* _Exercise description_
Write out the records that follow with every word intact.

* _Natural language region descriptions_
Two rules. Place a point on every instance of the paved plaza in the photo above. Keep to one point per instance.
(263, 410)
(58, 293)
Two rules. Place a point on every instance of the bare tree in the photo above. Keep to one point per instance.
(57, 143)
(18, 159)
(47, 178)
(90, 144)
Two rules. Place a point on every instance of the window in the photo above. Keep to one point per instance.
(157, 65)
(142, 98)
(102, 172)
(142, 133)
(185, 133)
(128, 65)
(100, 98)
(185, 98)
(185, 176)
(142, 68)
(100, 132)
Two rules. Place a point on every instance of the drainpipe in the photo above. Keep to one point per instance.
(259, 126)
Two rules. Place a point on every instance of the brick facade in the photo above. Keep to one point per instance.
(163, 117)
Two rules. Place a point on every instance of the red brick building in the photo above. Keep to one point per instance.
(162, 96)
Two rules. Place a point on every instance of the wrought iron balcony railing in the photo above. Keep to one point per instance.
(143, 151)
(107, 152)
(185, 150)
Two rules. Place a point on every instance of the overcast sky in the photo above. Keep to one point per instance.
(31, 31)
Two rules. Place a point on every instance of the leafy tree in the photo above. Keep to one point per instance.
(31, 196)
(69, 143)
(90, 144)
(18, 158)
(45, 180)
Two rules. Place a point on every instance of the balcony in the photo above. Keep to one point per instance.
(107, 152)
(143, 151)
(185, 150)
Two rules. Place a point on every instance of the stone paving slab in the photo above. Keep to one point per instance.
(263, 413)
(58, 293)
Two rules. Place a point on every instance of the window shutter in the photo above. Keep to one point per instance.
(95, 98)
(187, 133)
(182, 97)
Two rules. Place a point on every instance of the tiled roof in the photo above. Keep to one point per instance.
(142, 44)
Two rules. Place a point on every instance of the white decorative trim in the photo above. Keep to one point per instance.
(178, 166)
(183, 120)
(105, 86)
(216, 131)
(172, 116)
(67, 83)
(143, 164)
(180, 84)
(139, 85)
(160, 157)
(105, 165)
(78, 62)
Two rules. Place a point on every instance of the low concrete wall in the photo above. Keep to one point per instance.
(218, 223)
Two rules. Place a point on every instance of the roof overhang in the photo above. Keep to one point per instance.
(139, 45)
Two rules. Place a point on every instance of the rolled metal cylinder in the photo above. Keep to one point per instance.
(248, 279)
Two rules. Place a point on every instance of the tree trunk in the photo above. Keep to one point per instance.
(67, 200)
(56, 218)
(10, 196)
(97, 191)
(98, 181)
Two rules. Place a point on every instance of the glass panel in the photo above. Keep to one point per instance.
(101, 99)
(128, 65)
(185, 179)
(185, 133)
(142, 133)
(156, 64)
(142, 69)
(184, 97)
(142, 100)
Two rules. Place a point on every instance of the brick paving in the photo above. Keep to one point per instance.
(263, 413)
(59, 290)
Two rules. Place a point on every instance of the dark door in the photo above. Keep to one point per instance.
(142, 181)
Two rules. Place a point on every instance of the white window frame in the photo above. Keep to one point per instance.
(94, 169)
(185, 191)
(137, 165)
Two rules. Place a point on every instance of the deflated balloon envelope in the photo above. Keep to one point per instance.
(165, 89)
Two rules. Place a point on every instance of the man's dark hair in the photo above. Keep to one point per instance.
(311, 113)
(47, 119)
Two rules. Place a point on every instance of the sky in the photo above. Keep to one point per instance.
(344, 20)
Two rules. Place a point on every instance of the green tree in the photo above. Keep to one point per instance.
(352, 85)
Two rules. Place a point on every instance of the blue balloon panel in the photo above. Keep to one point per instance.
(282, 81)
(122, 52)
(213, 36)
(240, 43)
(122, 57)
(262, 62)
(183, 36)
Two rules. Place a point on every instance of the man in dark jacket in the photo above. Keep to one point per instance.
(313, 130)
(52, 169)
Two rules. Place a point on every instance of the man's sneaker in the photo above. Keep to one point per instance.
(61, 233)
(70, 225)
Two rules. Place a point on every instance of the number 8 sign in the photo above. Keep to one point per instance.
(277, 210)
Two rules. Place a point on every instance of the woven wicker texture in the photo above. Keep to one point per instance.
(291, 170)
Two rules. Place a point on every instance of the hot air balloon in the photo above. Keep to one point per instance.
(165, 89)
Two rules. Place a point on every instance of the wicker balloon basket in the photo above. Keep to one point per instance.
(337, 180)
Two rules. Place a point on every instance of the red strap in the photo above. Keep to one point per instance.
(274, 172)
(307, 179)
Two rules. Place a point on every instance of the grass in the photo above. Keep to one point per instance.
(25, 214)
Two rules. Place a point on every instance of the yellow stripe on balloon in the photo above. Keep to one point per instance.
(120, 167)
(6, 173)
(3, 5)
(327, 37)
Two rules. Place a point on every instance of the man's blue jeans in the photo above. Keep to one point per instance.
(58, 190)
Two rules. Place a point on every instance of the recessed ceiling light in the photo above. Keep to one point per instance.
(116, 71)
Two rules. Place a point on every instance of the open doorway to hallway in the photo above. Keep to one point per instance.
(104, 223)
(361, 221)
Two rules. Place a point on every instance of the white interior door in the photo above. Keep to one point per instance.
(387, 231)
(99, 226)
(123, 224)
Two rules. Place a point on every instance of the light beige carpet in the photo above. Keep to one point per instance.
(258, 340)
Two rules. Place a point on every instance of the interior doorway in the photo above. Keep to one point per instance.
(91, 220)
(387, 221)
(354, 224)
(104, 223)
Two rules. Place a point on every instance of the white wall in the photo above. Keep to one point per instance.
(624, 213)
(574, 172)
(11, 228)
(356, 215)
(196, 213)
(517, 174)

* _Solved exercise_
Two rules. Place a point on every instance of the paved plaza in the photo above. Keep to one point per instance.
(263, 410)
(58, 293)
Two rules. Place a point on every instance of the bare tree in the photo above. Keep to one point per instance.
(57, 143)
(18, 159)
(47, 178)
(90, 144)
Two rules. Place a point on every instance of the window in the photo above. Keep to one point per instance.
(157, 65)
(142, 98)
(102, 172)
(142, 133)
(185, 133)
(128, 65)
(100, 98)
(185, 98)
(185, 176)
(142, 68)
(100, 132)
Two rules. Place a point on every instance of the drainpipe in the photo above. Keep to one point per instance.
(259, 126)
Two rules. Place a point on every instance of the brick facade in the photo above. Keep to one point per instance.
(163, 117)
Two rules. Place a point on every instance of the red brick building in the photo above. Keep to one point per instance.
(162, 96)
Two rules. Place a point on every instance of the wrought iron balcony railing in the photo above. Keep to one point per instance.
(143, 151)
(107, 152)
(185, 150)
Two rules. Place a point on every instance of the overcast sky in the photo above. Keep to one point per instance.
(31, 31)
Two rules. Place a point on every instance of the leafy tree in the photo above. Keep to one point per instance.
(31, 196)
(69, 143)
(90, 144)
(18, 158)
(45, 180)
Two rules. Place a point on every instance of the balcony in the photo above. Keep to one point per instance.
(107, 152)
(143, 151)
(185, 150)
Two rules. Place a point on every instance of the stone paving slab in the photo above. Keep to one point per instance.
(263, 413)
(58, 293)
Two rules. Place a point on every instance of the window shutter in the photo above. Keep to one point per instance.
(95, 98)
(187, 133)
(182, 97)
Two rules. Place a point on every instance of the tiled roof in the photo above. Keep to one point per instance.
(142, 44)
Two rules. Place a point on every instance of the white decorative trim in the photo above. Keep to one point per instance.
(178, 166)
(183, 120)
(105, 86)
(216, 131)
(172, 116)
(67, 83)
(143, 164)
(180, 84)
(139, 85)
(160, 157)
(105, 165)
(78, 62)
Two rules. Place a point on every instance of the low concrete wall in the photo above. Keep to one point per instance.
(218, 223)
Two rules. Place a point on every instance of the roof overhang in the photo above. Keep to one point per instance.
(139, 45)
Two rules. Place a point on every instance of the rolled metal cylinder in the photo above. Keep to one point per instance.
(248, 279)
Two rules. Place a point on every instance of the tree trunk in the photo above. Keep to one point per instance.
(67, 200)
(56, 218)
(10, 196)
(97, 191)
(98, 181)
Two rules. Place a point on every instance of the glass panel in the photo above. Keep to one point per instance.
(101, 99)
(128, 65)
(185, 179)
(185, 133)
(142, 133)
(156, 64)
(142, 69)
(184, 97)
(142, 100)
Two rules. Place a point on every instance of the brick paving in the photo above. Keep to one point per instance.
(263, 413)
(59, 290)
Two rules. Place a point on every instance of the dark door in the photo above. Keep to one point per instance.
(142, 181)
Two rules. Place a point on every instance of the white window frame in the photo above. Keep to one point per instance.
(94, 169)
(185, 191)
(137, 165)
Two rules. Place a point on every instance of the deflated balloon envelope in the photo above. Keep to one point per instance.
(165, 89)
Two rules. Place a point on every instance of the man's dark hair in the photo above. Keep to one point per instance.
(311, 113)
(47, 119)
Two rules. Place a point on every instance of the sky in the photo above. Keep to one point per instance.
(344, 20)
Two rules. Place a point on every instance of the green tree in the photo above. Keep to one point per instance.
(352, 85)
Two rules. Place a point on every instance of the blue balloon panel in the photo above. Keep to one point per instance.
(282, 81)
(122, 52)
(213, 36)
(240, 43)
(122, 57)
(262, 62)
(183, 36)
Two rules. Place a point on every instance of the man in dark jacket in the photo above. Keep to one point per instance.
(313, 130)
(52, 169)
Two rules. Place a point on every instance of the man's sneaker in the photo above. Keep to one point per instance.
(61, 233)
(70, 225)
Two rules. Place a point on every instance of the number 8 sign in the photo above. Keep to one point per instance.
(277, 210)
Two rules. Place a point on every instance of the woven wicker texture in the photo above. Keep to one point per instance.
(291, 170)
Two rules. Place a point on every instance of the hot air balloon in the photo above. Keep to one point per instance.
(165, 89)
Two rules. Place a point on every instance of the wicker balloon basket in the photo above. Keep to one point per instance.
(337, 180)
Two rules. Place a point on every instance of the red strap in the photo above. Keep to one point per instance.
(274, 172)
(307, 179)
Two rules. Place a point on every instance of the grass in the photo above. Keep to one point per instance.
(25, 214)
Two rules. Place a point on every instance of the yellow stripe on balloon in the photo above. Keep to one point per instance.
(120, 167)
(6, 173)
(3, 5)
(327, 37)
Two rules. Place a point on every instance of the man's blue jeans in the photo above. Keep to one point per instance.
(58, 190)
Two rules. Place a point on every instance of the recessed ceiling light in the photo above. Keep to one point per instance.
(116, 71)
Two rules. Place a point on every instance of the open doorway to hallway in the photo above. Keep to one point per instance.
(104, 223)
(361, 221)
Two rules. Place a point on every instance of the white interior door in the photo above. Keep to one point per instance.
(387, 231)
(99, 226)
(123, 224)
Two rules. Place a point on every instance of the light beige carpet in the photo above. Keep to one point per instance.
(258, 340)
Two rules. Place a point on every instance of the interior doorway in the photo above. Keep to one point per instance.
(91, 220)
(387, 221)
(354, 224)
(104, 223)
Two rules. Place a point on every instance of the white wall in the photo above. Keep to one point per instance.
(624, 213)
(574, 172)
(11, 228)
(356, 215)
(196, 213)
(517, 174)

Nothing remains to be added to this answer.